-- START Text section --
Vijay Boyapati: (24:57)
So, the first cohort, who were they? They were cipher punks and cryptographers and people who understood what Bitcoin was immediately. The next cycle was libertarians and people who wanted to use Bitcoin in the gray market. Then the next cycle, 2017, was early adopters. But I think the same social dynamic applies in each of these cycles regardless of who the cohort is.
Vijay Boyapati: (25:23)
Now the cohort is corporations and institutions and it could be the FOMO phase of the cycle is dampened a little bit because corporations are a little more logical than retail investors but maybe not, maybe not. Maybe you'll see corporations and institutions have some of that FOMO too if enough of them jump on board Bitcoin. So, what happens when Google says, "Hey, yeah, we want some Bitcoin," and Facebook does? Do Amazon and Microsoft sit back and say, "Well, okay, we're just going to not have any." I think this could possibly apply to corporations as well.
Vijay Boyapati: (26:05)
Yeah, I'm not sure if I answered your question [crosstalk 00:26:09]-
Brett Messing: (26:08)
[crosstalk 00:26:08] I guess I bring a market perspective to it and when a trade seems to easy it usually ends. The easy trade right now is, okay, I'm going to buy Bitcoin at every halving and I'm going to sell it somewhere between 14 and 18 months thereafter and I'm just going to keep doing that, right? Every couple years I'll put a trade on. I might even short it two years out and whenever something looks that simple it ends up blowing people up. So, I'm just imagining and maybe it's not this cycle, a bunch of people seeling, right, anticipating that. Okay, I got it. My time, the stock-to-flow, everything's telling me it's the peak and then it just goes and it laughs at everybody. You know what I mean?
-- END Text section --
-- START Extracted data --
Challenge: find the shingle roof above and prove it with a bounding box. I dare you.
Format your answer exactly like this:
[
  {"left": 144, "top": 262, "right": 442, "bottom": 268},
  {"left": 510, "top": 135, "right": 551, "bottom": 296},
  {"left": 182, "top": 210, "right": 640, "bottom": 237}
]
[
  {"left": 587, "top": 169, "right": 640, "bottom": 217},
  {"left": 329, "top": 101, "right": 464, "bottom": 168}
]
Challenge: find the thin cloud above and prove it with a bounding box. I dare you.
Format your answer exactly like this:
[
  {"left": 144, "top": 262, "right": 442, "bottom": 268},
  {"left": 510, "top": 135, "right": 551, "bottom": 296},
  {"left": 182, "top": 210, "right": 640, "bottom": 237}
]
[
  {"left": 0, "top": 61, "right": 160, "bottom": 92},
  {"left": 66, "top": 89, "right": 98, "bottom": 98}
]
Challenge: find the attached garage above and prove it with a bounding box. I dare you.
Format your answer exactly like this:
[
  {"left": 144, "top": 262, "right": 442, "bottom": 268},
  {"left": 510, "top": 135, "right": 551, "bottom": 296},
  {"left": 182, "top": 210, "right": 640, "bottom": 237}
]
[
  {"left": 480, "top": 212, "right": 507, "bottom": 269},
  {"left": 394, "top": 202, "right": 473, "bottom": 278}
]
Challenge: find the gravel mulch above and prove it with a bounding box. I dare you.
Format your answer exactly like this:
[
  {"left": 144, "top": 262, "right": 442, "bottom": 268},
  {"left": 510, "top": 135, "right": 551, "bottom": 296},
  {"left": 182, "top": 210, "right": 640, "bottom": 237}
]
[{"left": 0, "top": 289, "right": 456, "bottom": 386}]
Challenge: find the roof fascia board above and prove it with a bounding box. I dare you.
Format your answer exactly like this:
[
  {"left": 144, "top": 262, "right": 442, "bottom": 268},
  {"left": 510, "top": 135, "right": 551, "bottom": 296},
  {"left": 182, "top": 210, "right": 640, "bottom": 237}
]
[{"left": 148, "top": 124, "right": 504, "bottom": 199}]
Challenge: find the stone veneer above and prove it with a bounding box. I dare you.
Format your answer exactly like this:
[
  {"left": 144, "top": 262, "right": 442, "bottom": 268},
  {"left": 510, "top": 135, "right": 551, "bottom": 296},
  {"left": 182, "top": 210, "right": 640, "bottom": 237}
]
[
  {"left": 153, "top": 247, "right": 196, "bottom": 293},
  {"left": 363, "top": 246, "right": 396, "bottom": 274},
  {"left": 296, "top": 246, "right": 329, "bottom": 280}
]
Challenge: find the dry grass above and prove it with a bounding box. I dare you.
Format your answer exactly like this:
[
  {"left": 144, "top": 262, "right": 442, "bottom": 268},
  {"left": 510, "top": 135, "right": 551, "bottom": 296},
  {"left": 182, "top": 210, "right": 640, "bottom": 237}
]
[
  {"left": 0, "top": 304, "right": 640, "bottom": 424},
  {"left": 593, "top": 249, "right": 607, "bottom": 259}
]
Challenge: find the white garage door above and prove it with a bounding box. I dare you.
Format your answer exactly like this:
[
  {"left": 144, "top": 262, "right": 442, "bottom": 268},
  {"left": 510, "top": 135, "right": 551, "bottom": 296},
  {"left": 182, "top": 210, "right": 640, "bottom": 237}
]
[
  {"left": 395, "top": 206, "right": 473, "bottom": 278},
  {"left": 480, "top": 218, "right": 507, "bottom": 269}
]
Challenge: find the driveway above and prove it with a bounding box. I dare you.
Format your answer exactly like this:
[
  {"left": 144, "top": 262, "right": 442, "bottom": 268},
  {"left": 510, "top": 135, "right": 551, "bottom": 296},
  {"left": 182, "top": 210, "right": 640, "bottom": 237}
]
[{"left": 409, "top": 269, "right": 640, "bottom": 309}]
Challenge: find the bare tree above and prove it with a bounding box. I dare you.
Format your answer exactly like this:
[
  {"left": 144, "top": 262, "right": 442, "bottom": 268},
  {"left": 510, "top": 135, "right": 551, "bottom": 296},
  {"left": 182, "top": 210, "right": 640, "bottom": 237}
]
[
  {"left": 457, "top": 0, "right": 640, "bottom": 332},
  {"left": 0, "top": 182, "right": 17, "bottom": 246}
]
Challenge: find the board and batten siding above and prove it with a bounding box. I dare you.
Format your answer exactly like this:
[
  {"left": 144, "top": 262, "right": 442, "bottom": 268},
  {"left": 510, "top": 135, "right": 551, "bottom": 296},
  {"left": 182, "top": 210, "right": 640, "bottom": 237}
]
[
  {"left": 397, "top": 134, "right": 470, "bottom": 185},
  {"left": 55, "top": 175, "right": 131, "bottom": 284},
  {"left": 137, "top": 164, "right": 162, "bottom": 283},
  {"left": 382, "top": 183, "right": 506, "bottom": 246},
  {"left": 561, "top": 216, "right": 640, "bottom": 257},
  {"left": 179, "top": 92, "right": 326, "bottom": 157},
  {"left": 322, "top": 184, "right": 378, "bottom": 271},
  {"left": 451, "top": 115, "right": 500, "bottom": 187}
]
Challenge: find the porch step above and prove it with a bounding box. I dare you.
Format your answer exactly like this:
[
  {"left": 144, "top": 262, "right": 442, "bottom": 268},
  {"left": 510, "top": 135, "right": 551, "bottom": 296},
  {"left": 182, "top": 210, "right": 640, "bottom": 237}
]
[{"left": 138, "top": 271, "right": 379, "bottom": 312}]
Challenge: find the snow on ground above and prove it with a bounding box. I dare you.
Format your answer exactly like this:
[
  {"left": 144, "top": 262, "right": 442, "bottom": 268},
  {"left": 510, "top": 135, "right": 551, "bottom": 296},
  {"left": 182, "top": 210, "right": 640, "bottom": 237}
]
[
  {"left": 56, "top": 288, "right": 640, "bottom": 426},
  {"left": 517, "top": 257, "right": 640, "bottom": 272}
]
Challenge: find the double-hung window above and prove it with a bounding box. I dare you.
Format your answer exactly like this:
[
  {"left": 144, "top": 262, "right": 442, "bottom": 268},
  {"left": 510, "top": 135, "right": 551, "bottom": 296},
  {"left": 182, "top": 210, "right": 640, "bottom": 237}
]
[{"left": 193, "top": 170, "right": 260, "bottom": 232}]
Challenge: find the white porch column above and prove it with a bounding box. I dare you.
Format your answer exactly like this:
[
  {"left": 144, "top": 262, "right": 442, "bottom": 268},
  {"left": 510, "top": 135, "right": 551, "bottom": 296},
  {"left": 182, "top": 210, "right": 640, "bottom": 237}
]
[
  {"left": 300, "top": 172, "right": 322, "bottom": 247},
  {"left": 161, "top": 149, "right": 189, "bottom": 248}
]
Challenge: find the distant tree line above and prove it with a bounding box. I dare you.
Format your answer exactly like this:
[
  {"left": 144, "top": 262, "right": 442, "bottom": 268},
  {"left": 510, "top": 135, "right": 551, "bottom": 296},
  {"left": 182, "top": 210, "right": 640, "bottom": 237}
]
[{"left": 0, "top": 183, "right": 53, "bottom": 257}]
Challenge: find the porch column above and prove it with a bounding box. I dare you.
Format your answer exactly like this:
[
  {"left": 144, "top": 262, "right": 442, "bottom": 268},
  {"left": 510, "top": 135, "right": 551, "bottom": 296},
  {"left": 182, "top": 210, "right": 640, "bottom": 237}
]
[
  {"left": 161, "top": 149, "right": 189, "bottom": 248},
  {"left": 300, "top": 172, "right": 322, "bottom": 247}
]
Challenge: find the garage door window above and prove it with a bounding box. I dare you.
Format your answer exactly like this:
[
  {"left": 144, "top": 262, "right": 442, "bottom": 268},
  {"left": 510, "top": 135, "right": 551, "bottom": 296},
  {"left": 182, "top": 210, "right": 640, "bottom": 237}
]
-- END Extracted data --
# [Set problem]
Carry on the interview transcript about Bitcoin market cycles from the point where it stops.

# [Right answer]
Vijay Boyapati: (26:51)
Yeah, if I was to think that the model would blow up I'd almost believe it would blow up in the other direction in that the crash doesn't happen and it just slowly, steadily continues to go up. The reason I think that is that the number of people who have become diehard Bitcoiners, regardless of price, these are people who are saying, "I don't want to save in dollars. I just don't and I'm not going to." So, that is a constant flow of capital into Bitcoin.
Vijay Boyapati: (27:22)
So, you look at someone like Russell Okung in the NFL and he's really started a trend in the NFL, several players in the NFL now, I think that's also going to grow, who say, "I want my salary in Bitcoin." So, that financial energy's going to constantly move into Bitcoin. The question for me is, do we ever get to critical mass where we don't have these corrections and it just keeps going up because there's enough financial energy to keep pushing it up?
Vijay Boyapati: (27:48)
I think that's an open question. It might be the case that it doesn't follow past trends but at this point in time it is eerily similar, eerily similar to 2017 and if you were someone who was trying to make a prediction about the future you would say, "This is scary what's happening."
Vijay Boyapati: (28:11)
I was skeptical. I was honestly very skeptical that some of these models were true, skeptical of stock-to-flow, but I'm kind of watching the price movement and if anything, it's moving faster than the 2017 cycle, which shocks me. I thought at this scale Bitcoin would have to slow down a little bit and I think what I've learned is that although it's much bigger, the size of capital moving into Bitcoin is also commensurately much bigger as well.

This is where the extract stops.